> INFORMATION SUPPLIED
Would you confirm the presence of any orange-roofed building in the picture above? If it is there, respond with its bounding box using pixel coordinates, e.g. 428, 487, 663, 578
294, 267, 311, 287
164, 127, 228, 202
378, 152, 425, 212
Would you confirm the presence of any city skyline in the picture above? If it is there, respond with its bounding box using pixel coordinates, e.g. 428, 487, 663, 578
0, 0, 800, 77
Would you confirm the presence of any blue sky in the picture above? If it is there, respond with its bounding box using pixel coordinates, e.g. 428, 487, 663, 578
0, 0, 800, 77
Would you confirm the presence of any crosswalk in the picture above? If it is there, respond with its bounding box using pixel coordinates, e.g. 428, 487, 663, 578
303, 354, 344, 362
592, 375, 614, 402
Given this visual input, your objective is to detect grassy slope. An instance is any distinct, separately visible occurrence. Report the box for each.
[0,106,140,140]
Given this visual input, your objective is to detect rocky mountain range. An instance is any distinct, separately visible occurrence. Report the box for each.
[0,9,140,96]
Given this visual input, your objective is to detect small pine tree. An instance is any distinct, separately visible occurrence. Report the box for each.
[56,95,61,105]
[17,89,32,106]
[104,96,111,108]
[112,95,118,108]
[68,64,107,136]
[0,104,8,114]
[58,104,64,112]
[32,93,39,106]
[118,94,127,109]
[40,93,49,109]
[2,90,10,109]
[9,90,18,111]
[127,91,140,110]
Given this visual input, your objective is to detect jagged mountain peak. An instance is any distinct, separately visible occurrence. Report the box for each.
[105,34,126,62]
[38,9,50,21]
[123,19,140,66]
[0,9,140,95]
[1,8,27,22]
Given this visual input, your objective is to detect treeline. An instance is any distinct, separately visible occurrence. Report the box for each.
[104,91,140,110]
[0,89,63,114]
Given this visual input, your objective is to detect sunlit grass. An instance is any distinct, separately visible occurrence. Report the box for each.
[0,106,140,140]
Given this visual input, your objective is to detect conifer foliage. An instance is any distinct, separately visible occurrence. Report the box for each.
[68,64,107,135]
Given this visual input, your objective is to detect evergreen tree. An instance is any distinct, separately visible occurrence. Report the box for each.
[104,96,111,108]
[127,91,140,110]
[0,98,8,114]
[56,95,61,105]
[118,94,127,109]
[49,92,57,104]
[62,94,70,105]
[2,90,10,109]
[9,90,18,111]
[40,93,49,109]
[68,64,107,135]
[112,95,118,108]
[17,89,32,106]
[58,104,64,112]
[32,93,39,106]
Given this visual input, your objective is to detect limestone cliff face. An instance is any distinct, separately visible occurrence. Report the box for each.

> DO THIS
Reproduce all of the data above line for line, with no changes and in the same order.

> FINISHED ANSWER
Would you confirm the presence of any orange-roofed building in the picture above? If it is there, respond with its bounding box using pixel coordinates, e.g. 428, 487, 663, 578
294, 267, 311, 287
164, 127, 228, 202
378, 152, 425, 212
Would you confirm the presence of any city skyline in the picture above? If it is there, respond with its bounding box using pixel coordinates, e.g. 428, 487, 663, 578
0, 0, 800, 77
Would you confirm the presence of any blue sky in the picture above? If it is there, respond with its bounding box using pixel coordinates, e.g. 428, 487, 663, 578
0, 0, 800, 77
Would you confirm the presence of any crosswalk in the picture above? If it is there, respond with its bounding box using pixel coordinates, e.g. 428, 487, 663, 578
303, 354, 344, 362
592, 375, 614, 402
Given this visual input, your objective is to detect grassy slope. An instance is any distinct, separately visible occurrence. Report the box for each.
[0,106,140,140]
Given this visual input, your objective is to detect rocky mountain range. An instance is any distinct, separately visible occurrence. Report the box for each.
[0,9,140,96]
Given this visual input, your objective is to detect small pine tree. An instance is any distinct, separately visible occurrence. Report the box for each.
[56,95,61,105]
[17,89,32,106]
[104,96,111,108]
[112,95,118,108]
[68,64,107,136]
[0,104,8,114]
[58,104,64,112]
[32,93,39,106]
[118,94,127,109]
[40,93,49,109]
[2,90,10,109]
[9,90,18,111]
[127,91,140,110]
Given this visual input, your objective is to detect jagged mountain peak. An instance is any distinct, separately visible occurrence. Report the box for each.
[105,34,126,62]
[38,9,50,21]
[123,19,140,66]
[0,9,140,95]
[1,8,27,22]
Given this visual input, your objective is to detect treeline. An instance is any distinct, separately visible occurrence. Report the box for each.
[104,91,140,110]
[0,89,63,114]
Given this visual input, your objective is to detect sunlit grass. An instance is any distinct, separately visible occurrence. Report the box for each.
[0,106,140,140]
Given this visual input, your objective is to detect conifer foliage. An instance is any distinct, separately visible occurrence. Report the box for each.
[68,64,107,135]
Given this visual input, your objective is to detect evergreen tree. An instance is any distinct, separately visible occurrence. Report the box for each.
[104,96,111,108]
[127,91,140,110]
[0,98,8,114]
[56,95,61,105]
[118,94,127,109]
[49,92,57,104]
[62,94,70,105]
[2,90,10,109]
[9,90,18,111]
[40,93,49,109]
[68,64,107,135]
[112,95,118,108]
[17,89,32,106]
[58,104,64,112]
[32,93,39,106]
Given this visual input, your objective is to detect limestone cliff face. An instance is any distinct, separately visible occurrence. Report the box for each.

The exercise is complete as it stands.